* [SELECTED TEXT]:
* * *

Mers El Kabir

“People for the most part stood their ground, but the ground itself gave way beneath them.”

Joseph Schumpeter
Describing the beginning of the Great Depression

“Your comparison of the British attack on the French fleet in 1940 with the Japanese attack on Pearl Harbor in 1942 is ridiculous,” writes one English reader of the Daily Reckoning.

“It was hardly a surprise attack on the French,” he continued, “Europe was already at war.”

Even my old friend, Adrian Day, protested. The Vichy government had gone over to the German side, he pointed out.

61 years ago, Paris was an occupied city. The German army had arrived on the 14th of June.

And on this day, the 22nd of June 1944, France and Germany signed an armistice. France had been beaten in what it calls its ‘funny war’ – a 6-week conflict in which the biggest army in Europe was whipped decisively.

What went wrong?

As the threat of war increased in Europe in the late ’30s, France put her faith in two things: the Maginot Line – a line of fortifications along the west bank of the Rhine – and the ‘elan’ of its fighting men.

“Elan” can be roughly translated as ‘spirit’ or ‘enthusiasm.’ The idea was taught in France’s military schools – that as long as the army maintained its ‘elan,’ it would not lose.

* * *

* [RECORDS SUPPLIED]:
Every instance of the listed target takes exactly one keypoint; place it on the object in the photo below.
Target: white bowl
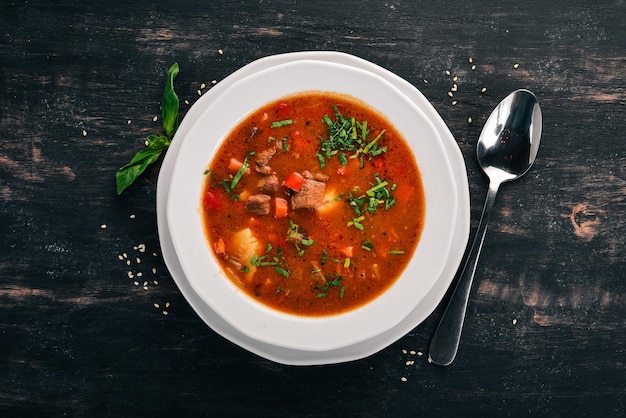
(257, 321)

* * *

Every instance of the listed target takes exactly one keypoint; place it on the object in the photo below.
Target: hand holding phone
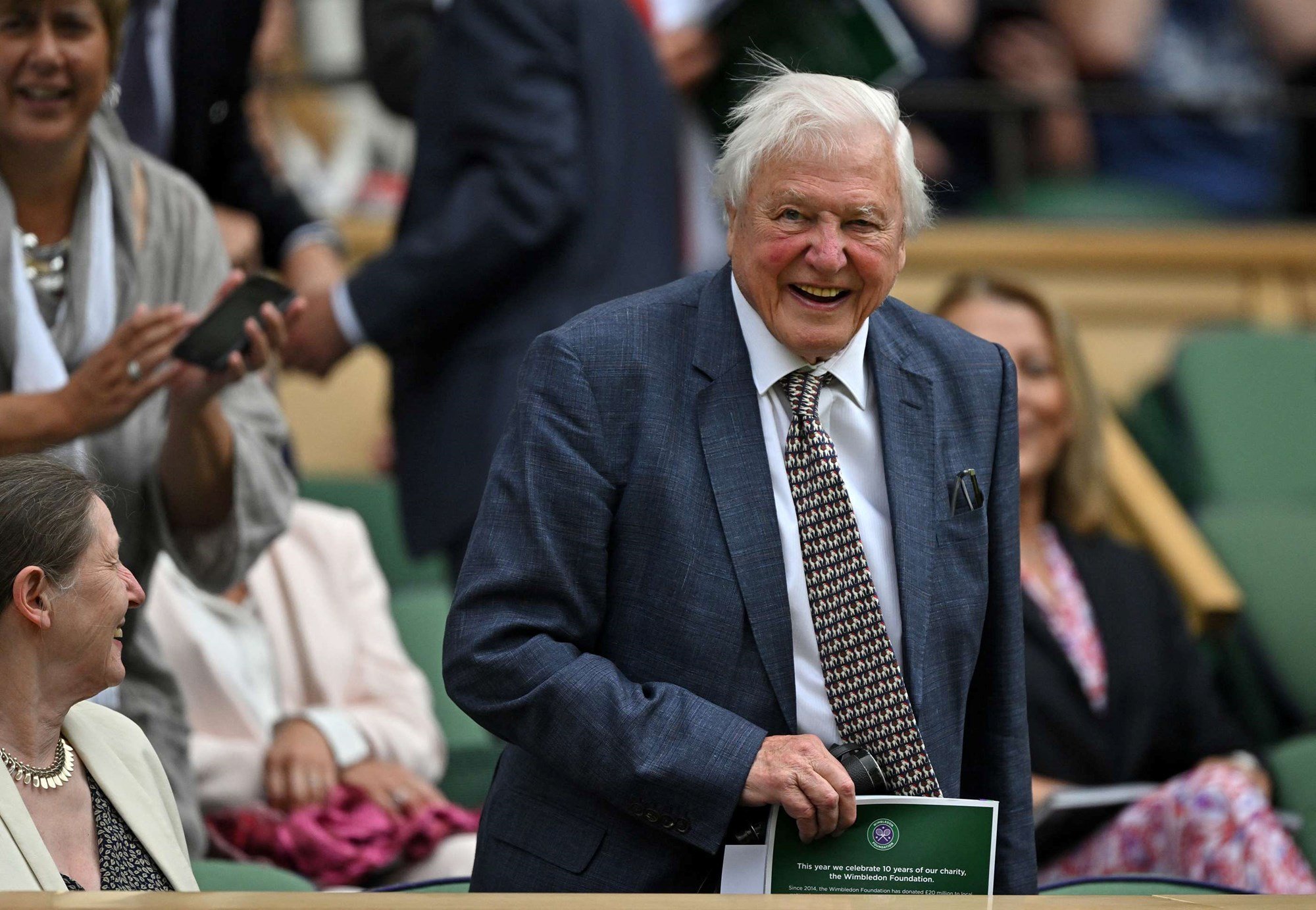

* * *

* [TASK SET]:
[a] Please translate the sentence "The German army had arrived on the 14th of June." from the Mers El Kabir text into Spanish.
[b] Extract the passage of the Mers El Kabir text between "As the threat" and "its fighting men.", inclusive.

* [SOLUTIONS TO THE PROBLEMS]:
[a] El ejército alemán había llegado el 14 de junio.

[b]
As the threat of war increased in Europe in the late ’30s, France put her faith in two things: the Maginot Line – a line of fortifications along the west bank of the Rhine – and the ‘elan’ of its fighting men.